- Stated exercise -
Return the lines exactly as they appear, starting at the line that contains "[outline] shadow on wall" and ending at the last line of the records.

'''

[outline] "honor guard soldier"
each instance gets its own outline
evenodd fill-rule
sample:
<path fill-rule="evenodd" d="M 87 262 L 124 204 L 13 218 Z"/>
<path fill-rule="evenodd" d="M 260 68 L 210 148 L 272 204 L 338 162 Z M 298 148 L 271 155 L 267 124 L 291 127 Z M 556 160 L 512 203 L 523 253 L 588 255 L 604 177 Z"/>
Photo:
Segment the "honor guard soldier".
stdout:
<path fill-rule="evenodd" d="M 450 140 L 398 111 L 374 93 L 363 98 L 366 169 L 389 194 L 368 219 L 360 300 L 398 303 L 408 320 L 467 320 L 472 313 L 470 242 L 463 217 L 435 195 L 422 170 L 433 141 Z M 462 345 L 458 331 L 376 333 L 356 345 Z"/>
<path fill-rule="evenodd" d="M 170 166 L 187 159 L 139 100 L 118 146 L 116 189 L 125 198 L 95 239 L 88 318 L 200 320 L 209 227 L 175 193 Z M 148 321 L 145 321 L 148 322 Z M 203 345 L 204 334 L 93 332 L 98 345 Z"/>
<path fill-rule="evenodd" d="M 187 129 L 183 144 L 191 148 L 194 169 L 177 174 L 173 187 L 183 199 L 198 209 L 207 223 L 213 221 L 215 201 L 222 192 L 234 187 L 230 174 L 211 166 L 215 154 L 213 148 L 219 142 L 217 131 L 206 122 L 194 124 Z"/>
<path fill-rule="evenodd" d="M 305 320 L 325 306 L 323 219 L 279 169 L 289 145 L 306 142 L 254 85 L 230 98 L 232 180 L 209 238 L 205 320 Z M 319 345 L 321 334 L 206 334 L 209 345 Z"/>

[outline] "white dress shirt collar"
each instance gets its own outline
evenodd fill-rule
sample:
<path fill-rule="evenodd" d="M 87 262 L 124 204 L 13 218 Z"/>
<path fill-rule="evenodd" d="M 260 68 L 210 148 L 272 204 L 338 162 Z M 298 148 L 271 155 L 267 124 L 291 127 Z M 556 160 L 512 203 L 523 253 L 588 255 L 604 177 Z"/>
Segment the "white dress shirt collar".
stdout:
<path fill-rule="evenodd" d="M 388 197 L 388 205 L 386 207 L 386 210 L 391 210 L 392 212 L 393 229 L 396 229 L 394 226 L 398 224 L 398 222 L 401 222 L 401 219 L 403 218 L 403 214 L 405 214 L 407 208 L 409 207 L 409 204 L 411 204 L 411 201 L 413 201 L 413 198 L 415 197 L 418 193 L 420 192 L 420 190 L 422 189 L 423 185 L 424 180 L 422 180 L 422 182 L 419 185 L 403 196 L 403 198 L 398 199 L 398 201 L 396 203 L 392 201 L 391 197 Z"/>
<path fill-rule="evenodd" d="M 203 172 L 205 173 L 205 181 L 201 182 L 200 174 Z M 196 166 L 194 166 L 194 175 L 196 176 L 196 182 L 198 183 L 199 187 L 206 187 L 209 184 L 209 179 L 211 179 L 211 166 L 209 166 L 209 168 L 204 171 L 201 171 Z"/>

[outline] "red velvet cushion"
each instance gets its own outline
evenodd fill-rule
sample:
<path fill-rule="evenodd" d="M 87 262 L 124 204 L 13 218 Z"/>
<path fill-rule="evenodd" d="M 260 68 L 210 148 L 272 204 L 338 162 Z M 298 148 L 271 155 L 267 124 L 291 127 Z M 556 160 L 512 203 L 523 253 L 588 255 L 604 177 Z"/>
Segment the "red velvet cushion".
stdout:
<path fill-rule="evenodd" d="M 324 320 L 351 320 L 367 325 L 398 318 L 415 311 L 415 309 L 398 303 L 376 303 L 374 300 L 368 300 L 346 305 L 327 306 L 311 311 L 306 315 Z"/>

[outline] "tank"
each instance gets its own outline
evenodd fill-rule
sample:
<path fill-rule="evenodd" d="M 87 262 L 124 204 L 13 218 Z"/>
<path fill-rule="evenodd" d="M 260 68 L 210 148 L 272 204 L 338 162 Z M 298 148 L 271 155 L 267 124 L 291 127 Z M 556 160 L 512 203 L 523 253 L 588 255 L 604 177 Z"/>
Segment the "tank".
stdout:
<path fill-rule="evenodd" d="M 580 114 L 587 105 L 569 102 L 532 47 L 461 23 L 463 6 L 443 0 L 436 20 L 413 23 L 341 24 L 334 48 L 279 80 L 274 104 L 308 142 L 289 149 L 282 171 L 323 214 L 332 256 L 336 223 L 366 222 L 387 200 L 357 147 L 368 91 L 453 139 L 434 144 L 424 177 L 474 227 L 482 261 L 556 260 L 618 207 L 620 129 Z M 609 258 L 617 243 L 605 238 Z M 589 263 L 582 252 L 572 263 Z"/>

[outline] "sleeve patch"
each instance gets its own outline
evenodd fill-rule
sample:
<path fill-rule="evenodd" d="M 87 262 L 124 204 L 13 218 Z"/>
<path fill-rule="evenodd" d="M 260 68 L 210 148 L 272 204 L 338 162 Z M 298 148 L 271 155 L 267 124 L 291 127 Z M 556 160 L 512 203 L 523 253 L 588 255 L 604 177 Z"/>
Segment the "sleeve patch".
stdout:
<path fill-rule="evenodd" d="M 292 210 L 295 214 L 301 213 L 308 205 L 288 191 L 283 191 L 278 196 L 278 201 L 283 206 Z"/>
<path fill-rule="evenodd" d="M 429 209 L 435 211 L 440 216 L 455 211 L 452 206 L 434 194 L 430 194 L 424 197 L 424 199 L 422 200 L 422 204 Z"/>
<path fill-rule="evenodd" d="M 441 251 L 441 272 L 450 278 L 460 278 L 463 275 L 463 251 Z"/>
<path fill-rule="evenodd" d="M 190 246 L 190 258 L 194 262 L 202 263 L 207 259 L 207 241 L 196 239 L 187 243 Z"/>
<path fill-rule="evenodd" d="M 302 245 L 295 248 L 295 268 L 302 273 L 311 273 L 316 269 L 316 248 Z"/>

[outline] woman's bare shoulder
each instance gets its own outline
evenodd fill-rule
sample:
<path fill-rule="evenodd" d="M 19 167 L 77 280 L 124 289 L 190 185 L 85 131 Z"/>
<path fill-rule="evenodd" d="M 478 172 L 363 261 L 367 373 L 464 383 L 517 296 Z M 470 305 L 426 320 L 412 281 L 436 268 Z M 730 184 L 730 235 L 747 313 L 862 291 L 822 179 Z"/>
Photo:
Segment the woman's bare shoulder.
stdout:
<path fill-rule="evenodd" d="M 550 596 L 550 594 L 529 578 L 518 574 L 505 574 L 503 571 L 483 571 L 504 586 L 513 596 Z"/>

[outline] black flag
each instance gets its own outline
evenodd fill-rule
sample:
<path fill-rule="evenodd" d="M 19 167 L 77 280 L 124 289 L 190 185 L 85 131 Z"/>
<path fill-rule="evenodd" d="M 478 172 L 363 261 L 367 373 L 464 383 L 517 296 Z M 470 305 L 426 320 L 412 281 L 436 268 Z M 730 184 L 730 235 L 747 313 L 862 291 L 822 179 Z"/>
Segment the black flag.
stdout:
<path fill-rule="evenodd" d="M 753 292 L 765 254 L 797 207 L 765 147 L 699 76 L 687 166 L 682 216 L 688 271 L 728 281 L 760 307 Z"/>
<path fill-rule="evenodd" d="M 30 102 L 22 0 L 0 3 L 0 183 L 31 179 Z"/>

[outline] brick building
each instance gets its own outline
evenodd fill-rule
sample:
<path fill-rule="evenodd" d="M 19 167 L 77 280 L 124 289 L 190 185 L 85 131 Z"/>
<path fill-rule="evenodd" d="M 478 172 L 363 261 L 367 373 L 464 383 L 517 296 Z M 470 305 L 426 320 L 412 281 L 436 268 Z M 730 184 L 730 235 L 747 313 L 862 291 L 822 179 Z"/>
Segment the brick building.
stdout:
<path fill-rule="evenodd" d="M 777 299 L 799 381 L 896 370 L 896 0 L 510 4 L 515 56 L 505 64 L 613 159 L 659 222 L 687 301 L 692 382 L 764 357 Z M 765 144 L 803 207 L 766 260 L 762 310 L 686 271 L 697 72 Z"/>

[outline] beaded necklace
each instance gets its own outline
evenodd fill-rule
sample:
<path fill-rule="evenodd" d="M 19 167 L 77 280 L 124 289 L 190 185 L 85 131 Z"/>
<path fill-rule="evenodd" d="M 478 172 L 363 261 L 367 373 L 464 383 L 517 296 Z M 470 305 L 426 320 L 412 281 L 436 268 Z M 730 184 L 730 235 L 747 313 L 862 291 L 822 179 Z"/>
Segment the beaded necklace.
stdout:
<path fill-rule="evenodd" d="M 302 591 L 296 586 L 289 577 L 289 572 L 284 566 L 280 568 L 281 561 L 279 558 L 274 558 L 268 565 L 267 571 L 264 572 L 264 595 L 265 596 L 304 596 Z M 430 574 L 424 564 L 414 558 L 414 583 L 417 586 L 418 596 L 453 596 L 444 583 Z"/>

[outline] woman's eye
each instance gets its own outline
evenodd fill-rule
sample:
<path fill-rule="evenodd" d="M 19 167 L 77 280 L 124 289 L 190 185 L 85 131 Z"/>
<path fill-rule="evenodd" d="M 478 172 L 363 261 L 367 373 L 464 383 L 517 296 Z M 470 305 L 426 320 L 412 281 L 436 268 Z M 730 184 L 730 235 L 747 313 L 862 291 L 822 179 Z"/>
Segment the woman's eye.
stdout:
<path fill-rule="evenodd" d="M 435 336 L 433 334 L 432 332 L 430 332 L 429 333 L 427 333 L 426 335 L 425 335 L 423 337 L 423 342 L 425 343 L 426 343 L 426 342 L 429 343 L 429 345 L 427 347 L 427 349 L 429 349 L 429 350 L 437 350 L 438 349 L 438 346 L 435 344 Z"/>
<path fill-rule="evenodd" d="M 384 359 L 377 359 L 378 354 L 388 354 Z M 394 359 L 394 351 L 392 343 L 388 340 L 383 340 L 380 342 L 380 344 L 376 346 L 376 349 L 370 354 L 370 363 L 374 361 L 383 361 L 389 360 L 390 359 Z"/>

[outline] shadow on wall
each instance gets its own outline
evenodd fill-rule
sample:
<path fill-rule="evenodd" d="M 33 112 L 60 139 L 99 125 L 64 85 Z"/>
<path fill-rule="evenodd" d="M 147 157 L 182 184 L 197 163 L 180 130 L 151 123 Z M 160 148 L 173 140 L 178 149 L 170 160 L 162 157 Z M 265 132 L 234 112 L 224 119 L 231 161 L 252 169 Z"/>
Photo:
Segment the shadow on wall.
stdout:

'''

- The reply -
[outline] shadow on wall
each instance gets its own outline
evenodd fill-rule
sample:
<path fill-rule="evenodd" d="M 33 112 L 60 139 L 99 125 L 64 85 Z"/>
<path fill-rule="evenodd" d="M 147 157 L 182 184 L 197 163 L 180 130 L 151 123 Z M 160 148 L 173 140 L 178 149 L 170 160 L 162 157 Z M 265 132 L 234 112 L 224 119 L 231 161 L 252 169 Z"/>
Photo:
Segment the shadow on wall.
stdout:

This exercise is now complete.